- Awarded for: Best New Scripted Series
- Country: United States
- Presented by: Film Independent
- First award: 2020
- Currently held by: Adolescence (2025)
- Website: filmindependent.org

= Independent Spirit Award for Best New Scripted Series =

Annual US film award

The Independent Spirit Award for New Scripted Series (or Best New Series) is one of the annual Independent Spirit Awards, presented to recognize the best in independent filmmaking.

==History==
It was first awarded in 2020 with Michaela Coel's miniseries I May Destroy You being the first recipient of the award.

==Criteria==
Only first season series are eligible to compete, international series can compete as long as at least three episode aired on a US broadcaster within the calendar year.

(Items listed in a dataset)
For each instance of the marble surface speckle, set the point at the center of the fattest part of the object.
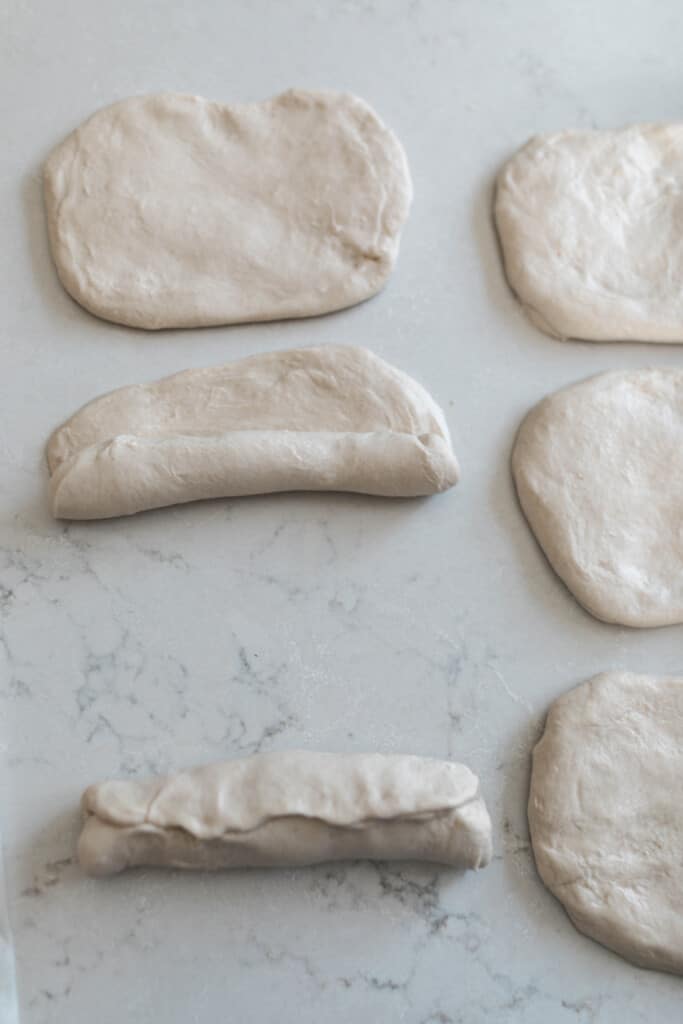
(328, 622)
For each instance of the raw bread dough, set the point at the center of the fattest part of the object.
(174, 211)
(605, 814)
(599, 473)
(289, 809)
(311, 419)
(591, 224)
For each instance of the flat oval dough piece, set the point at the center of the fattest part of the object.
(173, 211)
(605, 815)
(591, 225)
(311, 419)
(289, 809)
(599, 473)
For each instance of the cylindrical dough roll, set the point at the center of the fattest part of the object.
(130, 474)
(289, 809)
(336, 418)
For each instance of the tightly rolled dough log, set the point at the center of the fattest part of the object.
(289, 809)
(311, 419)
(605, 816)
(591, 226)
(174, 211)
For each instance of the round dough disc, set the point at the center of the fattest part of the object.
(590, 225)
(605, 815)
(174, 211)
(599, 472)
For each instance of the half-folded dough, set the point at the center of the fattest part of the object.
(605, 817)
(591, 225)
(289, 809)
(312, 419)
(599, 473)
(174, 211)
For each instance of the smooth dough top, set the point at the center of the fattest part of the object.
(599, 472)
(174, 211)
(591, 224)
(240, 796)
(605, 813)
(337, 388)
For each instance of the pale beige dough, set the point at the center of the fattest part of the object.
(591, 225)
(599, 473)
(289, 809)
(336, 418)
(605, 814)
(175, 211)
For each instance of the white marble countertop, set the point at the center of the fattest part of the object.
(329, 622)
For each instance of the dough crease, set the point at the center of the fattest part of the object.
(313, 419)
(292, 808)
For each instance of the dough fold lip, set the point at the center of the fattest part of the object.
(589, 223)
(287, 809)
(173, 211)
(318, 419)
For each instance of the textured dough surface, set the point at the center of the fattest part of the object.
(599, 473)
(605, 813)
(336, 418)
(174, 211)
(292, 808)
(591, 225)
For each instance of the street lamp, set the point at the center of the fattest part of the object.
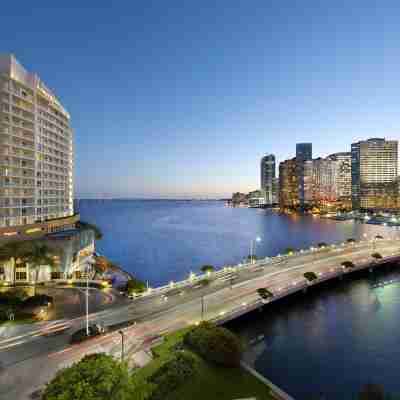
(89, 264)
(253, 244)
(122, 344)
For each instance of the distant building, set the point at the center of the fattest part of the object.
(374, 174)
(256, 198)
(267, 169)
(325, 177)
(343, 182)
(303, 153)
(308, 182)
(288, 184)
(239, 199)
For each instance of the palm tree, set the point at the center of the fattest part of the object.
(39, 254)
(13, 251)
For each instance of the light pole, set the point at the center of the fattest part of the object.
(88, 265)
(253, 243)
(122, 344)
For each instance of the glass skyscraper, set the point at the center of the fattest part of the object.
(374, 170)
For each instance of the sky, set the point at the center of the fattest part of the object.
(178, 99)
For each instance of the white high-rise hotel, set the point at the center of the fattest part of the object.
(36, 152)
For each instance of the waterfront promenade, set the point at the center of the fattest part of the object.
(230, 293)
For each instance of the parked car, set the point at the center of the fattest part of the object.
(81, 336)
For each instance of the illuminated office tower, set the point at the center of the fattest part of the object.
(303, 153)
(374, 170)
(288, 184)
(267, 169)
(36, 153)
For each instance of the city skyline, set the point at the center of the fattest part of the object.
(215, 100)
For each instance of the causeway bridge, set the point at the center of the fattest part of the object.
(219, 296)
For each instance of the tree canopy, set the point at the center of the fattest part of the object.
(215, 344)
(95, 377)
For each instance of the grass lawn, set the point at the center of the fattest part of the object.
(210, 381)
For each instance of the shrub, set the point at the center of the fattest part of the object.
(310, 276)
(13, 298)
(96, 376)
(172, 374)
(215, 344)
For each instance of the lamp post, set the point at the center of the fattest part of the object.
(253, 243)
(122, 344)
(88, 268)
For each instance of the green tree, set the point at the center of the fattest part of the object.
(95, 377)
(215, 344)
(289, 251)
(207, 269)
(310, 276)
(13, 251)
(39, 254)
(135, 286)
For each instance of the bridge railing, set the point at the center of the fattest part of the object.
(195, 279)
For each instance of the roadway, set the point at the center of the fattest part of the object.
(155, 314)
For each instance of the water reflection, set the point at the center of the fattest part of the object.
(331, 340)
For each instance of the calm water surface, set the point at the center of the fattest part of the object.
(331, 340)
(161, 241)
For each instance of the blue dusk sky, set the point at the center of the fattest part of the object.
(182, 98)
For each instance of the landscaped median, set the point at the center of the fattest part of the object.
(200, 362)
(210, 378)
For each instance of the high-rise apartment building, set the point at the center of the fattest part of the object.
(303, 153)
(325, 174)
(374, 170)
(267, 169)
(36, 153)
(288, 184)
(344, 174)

**Instructions:**
1. According to the award article, which series was the first recipient of the award?
2. Copy out every line of the listing from the line containing "For each instance of the calm" down to the end of the listing, both ends included.

**Problem solutions:**
1. Michaela Coel's miniseries I May Destroy You.

2.
For each instance of the calm water surface, set the point at the center of the fattest part of the object.
(331, 340)
(161, 241)
For each instance of the blue dusk sky, set the point at the center of the fattest part of the object.
(182, 98)
For each instance of the landscaped median, set the point at the center of the fattest part of the object.
(200, 362)
(210, 378)
For each instance of the high-rise apartment building, set the point at the center of the fattest part of the object.
(303, 153)
(325, 174)
(374, 170)
(267, 169)
(36, 153)
(288, 184)
(344, 174)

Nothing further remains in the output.